*Extracted data:*

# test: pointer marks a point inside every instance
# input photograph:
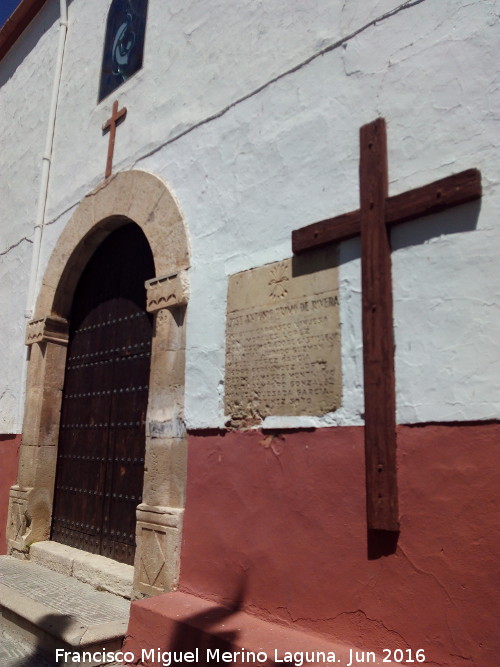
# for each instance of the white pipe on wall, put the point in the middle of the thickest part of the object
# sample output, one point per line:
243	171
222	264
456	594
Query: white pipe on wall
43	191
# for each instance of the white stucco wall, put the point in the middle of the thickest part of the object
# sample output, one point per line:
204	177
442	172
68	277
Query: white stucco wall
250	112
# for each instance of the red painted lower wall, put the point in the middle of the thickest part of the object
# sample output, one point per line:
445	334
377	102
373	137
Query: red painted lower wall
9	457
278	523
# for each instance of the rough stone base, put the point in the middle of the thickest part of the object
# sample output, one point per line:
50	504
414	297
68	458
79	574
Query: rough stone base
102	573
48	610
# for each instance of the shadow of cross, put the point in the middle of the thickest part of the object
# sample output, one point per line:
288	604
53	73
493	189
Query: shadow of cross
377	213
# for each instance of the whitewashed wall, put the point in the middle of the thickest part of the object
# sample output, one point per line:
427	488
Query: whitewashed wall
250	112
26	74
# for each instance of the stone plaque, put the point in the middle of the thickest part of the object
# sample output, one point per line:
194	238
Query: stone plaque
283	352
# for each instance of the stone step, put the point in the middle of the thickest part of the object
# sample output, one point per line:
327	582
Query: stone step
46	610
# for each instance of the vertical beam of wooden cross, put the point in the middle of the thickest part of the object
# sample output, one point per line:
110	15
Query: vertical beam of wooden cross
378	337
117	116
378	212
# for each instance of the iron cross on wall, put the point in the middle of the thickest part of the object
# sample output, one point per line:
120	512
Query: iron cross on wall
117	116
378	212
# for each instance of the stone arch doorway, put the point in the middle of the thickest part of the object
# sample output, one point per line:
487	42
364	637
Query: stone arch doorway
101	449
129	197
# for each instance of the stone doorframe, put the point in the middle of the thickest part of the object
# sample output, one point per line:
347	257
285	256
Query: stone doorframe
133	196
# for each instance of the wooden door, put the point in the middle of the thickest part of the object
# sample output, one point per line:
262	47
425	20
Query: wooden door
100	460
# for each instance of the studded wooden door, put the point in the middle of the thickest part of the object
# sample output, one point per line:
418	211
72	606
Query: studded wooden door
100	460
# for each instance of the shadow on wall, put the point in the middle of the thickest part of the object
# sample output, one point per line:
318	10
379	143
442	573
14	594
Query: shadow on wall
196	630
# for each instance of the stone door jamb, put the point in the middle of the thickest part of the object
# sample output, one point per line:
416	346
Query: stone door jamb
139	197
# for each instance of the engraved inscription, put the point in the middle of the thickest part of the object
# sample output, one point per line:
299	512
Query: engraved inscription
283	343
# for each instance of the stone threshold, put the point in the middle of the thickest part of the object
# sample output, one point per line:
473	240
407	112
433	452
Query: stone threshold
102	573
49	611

...

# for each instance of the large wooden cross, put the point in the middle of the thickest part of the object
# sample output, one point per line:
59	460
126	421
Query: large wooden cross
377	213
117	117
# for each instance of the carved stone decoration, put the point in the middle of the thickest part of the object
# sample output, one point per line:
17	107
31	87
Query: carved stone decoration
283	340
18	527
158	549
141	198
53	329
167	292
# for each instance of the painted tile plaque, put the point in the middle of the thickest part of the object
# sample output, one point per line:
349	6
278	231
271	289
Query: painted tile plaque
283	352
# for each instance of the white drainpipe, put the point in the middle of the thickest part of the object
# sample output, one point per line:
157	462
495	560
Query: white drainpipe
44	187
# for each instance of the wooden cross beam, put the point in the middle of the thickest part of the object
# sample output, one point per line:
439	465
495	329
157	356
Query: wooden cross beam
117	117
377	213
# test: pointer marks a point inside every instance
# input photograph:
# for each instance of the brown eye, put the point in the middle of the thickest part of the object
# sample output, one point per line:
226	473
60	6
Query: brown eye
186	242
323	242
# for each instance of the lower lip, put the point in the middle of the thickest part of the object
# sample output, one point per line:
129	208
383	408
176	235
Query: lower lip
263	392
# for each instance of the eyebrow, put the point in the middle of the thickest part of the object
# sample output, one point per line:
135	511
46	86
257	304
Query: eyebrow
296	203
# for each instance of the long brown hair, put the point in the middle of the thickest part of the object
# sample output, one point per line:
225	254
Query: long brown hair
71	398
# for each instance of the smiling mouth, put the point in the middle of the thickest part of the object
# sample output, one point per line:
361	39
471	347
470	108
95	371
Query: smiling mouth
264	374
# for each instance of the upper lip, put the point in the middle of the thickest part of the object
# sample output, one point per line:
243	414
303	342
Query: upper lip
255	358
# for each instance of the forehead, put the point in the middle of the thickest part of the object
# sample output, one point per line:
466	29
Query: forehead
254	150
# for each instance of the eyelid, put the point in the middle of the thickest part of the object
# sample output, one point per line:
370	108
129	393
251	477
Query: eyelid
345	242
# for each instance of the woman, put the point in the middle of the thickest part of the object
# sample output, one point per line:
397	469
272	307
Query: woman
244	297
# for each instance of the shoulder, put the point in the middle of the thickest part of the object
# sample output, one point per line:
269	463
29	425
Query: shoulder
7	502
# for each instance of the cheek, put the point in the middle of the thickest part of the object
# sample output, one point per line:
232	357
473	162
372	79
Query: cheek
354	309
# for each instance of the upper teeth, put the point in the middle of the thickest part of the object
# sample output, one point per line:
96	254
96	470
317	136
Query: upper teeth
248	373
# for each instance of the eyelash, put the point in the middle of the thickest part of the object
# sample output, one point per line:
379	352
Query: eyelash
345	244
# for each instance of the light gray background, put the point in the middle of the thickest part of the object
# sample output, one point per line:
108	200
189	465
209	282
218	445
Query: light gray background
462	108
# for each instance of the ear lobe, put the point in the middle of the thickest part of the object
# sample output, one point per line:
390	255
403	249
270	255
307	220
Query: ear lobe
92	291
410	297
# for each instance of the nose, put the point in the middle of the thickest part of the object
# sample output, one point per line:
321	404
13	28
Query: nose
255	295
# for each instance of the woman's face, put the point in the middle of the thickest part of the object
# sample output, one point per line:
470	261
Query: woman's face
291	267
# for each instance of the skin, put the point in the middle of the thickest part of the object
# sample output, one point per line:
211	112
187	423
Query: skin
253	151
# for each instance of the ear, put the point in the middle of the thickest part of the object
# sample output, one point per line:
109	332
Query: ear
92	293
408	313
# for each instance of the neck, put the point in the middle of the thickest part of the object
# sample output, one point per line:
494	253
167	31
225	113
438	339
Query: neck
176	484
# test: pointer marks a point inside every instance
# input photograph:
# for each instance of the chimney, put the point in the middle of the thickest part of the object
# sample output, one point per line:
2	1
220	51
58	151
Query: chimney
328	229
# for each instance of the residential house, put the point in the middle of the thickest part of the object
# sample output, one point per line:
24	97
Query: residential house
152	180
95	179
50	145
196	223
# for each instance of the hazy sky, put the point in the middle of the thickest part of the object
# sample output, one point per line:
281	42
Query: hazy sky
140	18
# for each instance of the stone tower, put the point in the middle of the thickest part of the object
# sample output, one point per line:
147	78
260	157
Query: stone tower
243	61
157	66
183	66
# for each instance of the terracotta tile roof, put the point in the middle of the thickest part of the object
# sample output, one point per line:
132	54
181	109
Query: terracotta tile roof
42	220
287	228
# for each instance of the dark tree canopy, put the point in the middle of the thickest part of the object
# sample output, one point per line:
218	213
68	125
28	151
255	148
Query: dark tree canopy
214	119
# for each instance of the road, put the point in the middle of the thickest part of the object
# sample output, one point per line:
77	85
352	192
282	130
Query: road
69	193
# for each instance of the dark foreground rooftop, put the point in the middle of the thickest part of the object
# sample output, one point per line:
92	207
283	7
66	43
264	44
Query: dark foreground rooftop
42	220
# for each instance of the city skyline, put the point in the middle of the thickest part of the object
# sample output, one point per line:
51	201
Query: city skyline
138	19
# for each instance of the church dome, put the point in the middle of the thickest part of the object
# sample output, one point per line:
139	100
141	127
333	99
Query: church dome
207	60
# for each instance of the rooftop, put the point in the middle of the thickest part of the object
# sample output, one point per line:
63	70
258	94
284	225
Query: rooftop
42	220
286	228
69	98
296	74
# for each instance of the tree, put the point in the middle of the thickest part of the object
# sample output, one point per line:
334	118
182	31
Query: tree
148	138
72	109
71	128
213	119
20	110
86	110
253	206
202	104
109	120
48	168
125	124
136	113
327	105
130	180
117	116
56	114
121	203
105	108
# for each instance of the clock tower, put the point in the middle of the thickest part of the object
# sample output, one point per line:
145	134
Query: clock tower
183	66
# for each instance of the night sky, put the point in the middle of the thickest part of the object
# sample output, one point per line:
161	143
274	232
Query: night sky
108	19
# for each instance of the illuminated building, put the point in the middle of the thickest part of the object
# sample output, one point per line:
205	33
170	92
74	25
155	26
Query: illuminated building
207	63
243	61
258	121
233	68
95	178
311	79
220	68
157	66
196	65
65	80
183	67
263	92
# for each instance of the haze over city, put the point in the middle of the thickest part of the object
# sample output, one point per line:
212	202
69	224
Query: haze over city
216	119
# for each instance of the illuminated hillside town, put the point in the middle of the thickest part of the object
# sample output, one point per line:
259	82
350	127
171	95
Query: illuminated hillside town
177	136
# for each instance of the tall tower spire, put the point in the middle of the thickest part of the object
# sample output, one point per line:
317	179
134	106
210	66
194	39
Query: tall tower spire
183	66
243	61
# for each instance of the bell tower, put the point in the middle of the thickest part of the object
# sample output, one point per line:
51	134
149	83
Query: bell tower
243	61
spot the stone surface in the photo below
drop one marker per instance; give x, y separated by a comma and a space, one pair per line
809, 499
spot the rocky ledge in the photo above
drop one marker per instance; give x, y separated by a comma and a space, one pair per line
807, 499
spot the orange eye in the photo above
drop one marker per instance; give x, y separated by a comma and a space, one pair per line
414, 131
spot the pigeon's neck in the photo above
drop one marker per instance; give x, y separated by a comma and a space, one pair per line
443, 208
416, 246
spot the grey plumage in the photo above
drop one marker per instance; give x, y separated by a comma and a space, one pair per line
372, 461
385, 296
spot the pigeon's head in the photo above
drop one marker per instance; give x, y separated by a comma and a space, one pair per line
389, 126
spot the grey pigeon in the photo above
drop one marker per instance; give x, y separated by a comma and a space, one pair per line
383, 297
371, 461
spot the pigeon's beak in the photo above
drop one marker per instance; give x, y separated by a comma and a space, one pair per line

*Brief:*
Lines with the word "grey": copy each one from the data above.

*Answer for the task:*
spot the grey plumage in the photo above
spot the grey pigeon in the photo above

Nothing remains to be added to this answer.